▸ DIRECTIVE:
Please edit the records below so that every "shop sign" becomes "store sign", keeping everything else unchanged. Omit the pictures from your answer.

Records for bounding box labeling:
_ _ _ _
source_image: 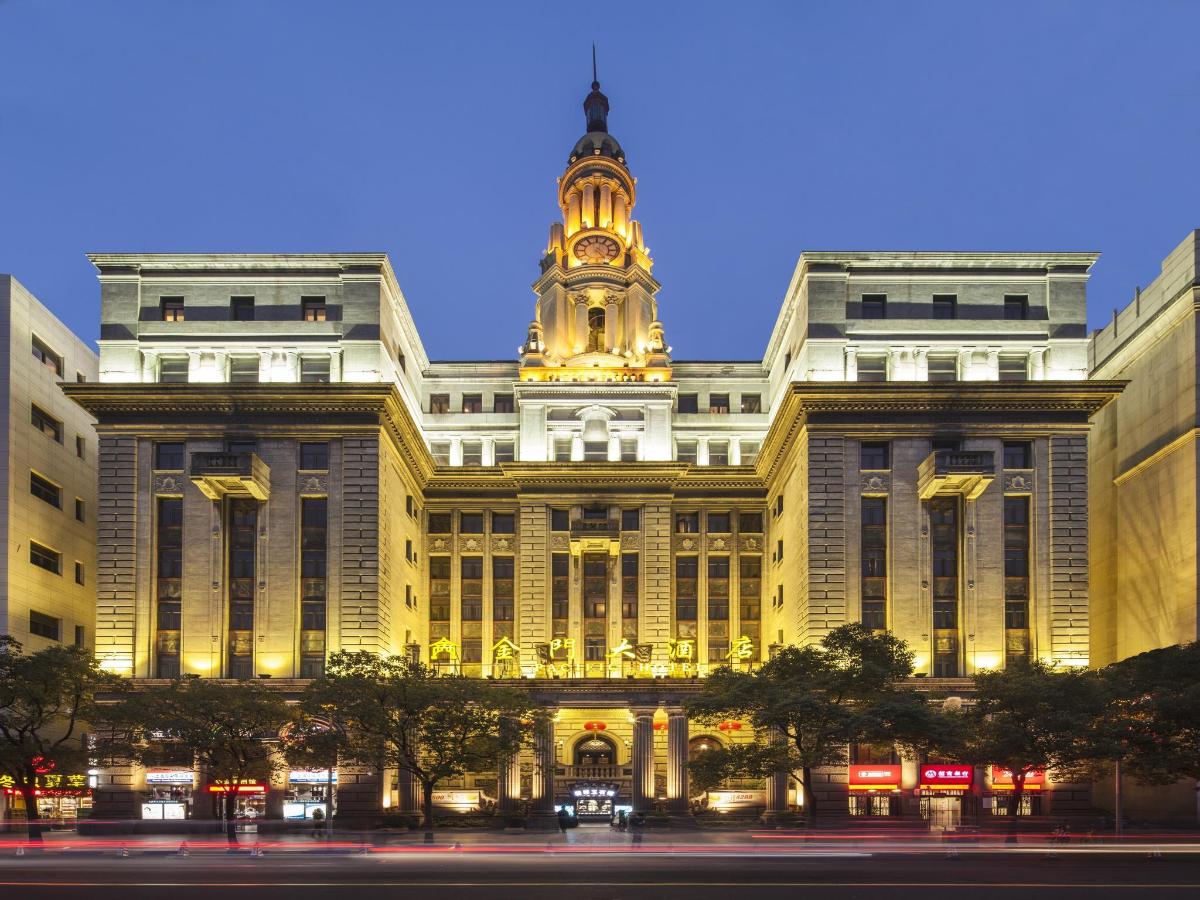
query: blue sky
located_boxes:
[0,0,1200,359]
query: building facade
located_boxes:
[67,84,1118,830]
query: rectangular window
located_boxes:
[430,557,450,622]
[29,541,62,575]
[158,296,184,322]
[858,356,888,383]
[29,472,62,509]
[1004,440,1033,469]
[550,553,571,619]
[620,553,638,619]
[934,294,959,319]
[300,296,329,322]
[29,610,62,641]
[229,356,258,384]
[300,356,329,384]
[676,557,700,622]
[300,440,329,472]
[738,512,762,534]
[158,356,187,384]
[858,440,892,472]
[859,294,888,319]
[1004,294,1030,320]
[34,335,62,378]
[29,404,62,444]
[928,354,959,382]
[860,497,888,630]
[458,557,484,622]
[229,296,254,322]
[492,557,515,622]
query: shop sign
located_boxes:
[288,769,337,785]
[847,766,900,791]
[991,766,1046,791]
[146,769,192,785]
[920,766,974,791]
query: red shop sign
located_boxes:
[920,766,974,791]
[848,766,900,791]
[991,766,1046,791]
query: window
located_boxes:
_ _ _ _
▸ SOLVED EXERCISE:
source_image: 
query: blue sky
located_boxes:
[0,0,1200,359]
query: building facade
located_boxes:
[67,84,1118,830]
query: rectangular window
located_boxes:
[430,557,450,622]
[29,541,62,575]
[158,296,184,322]
[858,356,888,383]
[29,472,62,509]
[1004,440,1033,469]
[550,553,571,619]
[620,553,638,619]
[934,294,959,319]
[300,296,329,322]
[29,610,62,641]
[229,356,258,384]
[300,356,329,384]
[676,557,700,622]
[300,440,329,472]
[738,512,762,534]
[158,356,187,384]
[858,440,892,472]
[859,294,888,319]
[1004,294,1030,320]
[34,335,62,378]
[29,404,62,444]
[928,354,959,382]
[860,497,888,630]
[458,557,484,622]
[229,296,254,322]
[492,557,515,622]
query: store sign
located_boxes:
[288,769,337,785]
[847,766,900,791]
[991,766,1046,791]
[146,769,192,785]
[920,766,974,791]
query: red store sign
located_boxes:
[920,766,974,791]
[848,766,900,791]
[991,766,1046,791]
query: window
located_boxes:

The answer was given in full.